## Check your understanding
1) Answer these questions from the Rawalpindi bombing report:
(a) Outside which two buildings did the blast occur?
(b) How many rebels did the military say it killed when it overran the militant stronghold?
(c) What position does Aslam Tarin hold?
2) List every group of people that the Rawalpindi bombing report says was withdrawing salaries from the bank when the blast occurred.
3) Reproduce the Rawalpindi bombing report starting with "Nov 2, 2009, 14:28" and going on through "killing 12 rebels.", renaming "motorbike" as "motorcycle".

** Source extract follows **

Nov 2, 2009, 14:28 GMT
Rawalpindi, Pakistan - A suicide bomber on a motorbike detonated explosives Monday in a busy commercial area in Pakistan's garrison town of Rawalpindi, killing at least 33 people and injuring dozens, police said.
The bombing came as the country's military announced it had overrun a militant stronghold in its offensive against Taliban and al-Qaeda militants near the Afghan border, killing 12 rebels.
The Rawalpindi blast occurred outside a state-run bank and a private hotel, a few hundred metres from the Pakistan Army's headquarters, which was attacked by Taliban militants last month.
According to the officials at three hospitals in the city, 33 dead bodies and more than 60 injured were brought there. Earlier, Aslam Tarin, the city's police chief, told reporters at the scene that at least 30 people were killed and 45 injured.
The blast occurred when government employees and security personnel - mostly from the military - as well as pensioners were withdrawing their salaries from the bank.
Tarin said most of the dead were law enforcement personnel, adding that it was a suicide bombing carried out by a man riding a motorbike.
'The explosives were apparently planted in the motorbike,' he said.

** End of Source extract **
** Information given follows **

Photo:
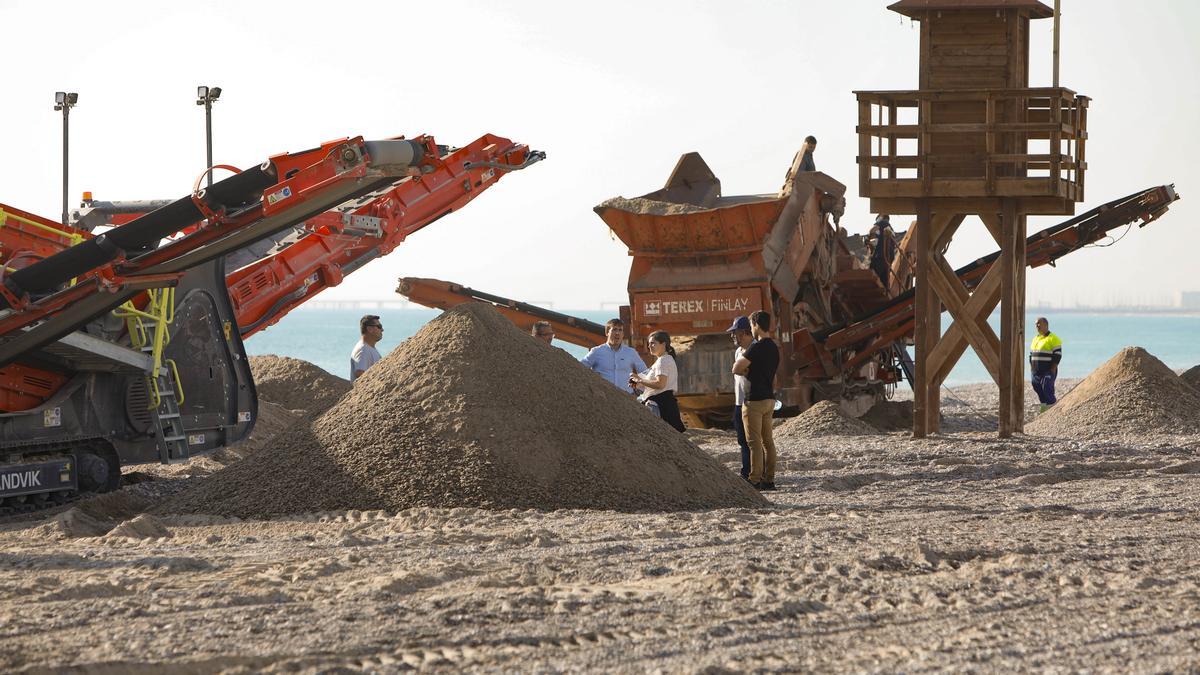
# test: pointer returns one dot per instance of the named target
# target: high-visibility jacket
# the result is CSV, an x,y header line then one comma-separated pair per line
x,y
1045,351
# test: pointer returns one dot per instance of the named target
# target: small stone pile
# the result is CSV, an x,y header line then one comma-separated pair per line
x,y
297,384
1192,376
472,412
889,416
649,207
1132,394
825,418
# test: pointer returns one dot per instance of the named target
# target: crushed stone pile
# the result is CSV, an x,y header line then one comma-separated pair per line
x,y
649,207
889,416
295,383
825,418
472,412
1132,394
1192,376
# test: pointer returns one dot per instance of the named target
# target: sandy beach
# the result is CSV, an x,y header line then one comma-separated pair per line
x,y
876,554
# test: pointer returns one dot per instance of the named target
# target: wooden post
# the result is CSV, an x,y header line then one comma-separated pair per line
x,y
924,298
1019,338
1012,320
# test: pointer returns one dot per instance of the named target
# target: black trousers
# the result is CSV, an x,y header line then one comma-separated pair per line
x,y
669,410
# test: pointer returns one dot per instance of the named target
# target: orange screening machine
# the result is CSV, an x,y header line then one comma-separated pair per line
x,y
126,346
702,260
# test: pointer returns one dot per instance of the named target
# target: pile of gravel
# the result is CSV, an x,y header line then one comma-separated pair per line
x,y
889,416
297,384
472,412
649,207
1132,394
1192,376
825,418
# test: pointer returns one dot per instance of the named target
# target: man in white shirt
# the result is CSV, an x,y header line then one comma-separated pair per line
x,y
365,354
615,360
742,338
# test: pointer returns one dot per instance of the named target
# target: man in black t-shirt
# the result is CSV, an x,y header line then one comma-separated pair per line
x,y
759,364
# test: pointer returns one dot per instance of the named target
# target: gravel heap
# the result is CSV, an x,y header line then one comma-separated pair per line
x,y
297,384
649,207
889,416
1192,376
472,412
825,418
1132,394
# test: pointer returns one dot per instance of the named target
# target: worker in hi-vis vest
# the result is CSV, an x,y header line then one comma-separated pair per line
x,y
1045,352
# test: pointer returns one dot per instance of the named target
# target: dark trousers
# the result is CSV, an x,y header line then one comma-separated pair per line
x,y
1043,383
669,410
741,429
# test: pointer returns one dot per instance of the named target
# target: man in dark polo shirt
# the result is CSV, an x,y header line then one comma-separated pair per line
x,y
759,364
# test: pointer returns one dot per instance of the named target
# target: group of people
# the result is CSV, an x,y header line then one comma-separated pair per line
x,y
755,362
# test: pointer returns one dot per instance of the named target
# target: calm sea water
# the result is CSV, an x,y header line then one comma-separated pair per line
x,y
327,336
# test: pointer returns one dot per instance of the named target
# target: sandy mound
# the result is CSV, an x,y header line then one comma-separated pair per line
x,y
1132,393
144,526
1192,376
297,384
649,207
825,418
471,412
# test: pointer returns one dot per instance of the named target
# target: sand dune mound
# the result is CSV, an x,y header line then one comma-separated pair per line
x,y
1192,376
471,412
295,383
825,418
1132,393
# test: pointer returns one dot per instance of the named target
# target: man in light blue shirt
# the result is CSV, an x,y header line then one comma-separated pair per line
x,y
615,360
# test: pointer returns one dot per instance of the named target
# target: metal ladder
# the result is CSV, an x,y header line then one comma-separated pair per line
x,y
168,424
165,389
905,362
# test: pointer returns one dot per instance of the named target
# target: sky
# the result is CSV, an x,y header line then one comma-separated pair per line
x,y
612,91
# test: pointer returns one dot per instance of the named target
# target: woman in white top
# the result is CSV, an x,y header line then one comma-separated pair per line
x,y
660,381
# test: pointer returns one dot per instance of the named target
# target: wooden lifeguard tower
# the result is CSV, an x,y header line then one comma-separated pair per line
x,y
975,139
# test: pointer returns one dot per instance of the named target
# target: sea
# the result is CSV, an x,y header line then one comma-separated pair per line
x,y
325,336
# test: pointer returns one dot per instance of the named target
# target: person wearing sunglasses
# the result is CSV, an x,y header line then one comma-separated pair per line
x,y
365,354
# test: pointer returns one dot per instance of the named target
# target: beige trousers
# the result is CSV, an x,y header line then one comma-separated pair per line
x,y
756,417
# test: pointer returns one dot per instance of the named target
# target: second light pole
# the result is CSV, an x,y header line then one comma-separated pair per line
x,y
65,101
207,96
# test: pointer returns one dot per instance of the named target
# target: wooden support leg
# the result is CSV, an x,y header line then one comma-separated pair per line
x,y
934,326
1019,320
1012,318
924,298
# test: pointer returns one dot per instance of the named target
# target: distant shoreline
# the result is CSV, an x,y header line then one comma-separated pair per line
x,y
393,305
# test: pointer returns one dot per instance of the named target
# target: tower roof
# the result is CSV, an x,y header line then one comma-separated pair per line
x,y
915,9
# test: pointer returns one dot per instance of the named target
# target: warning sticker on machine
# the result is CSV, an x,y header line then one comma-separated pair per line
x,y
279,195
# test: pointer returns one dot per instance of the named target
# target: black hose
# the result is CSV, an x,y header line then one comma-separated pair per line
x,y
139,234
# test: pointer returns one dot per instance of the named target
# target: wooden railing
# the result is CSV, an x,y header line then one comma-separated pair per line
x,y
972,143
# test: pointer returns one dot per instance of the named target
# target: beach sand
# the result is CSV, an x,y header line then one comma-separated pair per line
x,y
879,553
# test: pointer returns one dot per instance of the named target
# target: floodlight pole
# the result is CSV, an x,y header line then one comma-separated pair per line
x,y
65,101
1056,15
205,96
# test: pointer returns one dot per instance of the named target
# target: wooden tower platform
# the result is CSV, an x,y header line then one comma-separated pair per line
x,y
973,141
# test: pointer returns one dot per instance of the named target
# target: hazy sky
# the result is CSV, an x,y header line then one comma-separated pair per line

** End of Information given **

## Task solutions
1)
(a) A state-run bank and a private hotel.
(b) 12.
(c) He is the city's police chief.

2)
Government employees
Security personnel
Pensioners

3)
Nov 2, 2009, 14:28 GMT
Rawalpindi, Pakistan - A suicide bomber on a motorcycle detonated explosives Monday in a busy commercial area in Pakistan's garrison town of Rawalpindi, killing at least 33 people and injuring dozens, police said.
The bombing came as the country's military announced it had overrun a militant stronghold in its offensive against Taliban and al-Qaeda militants near the Afghan border, killing 12 rebels.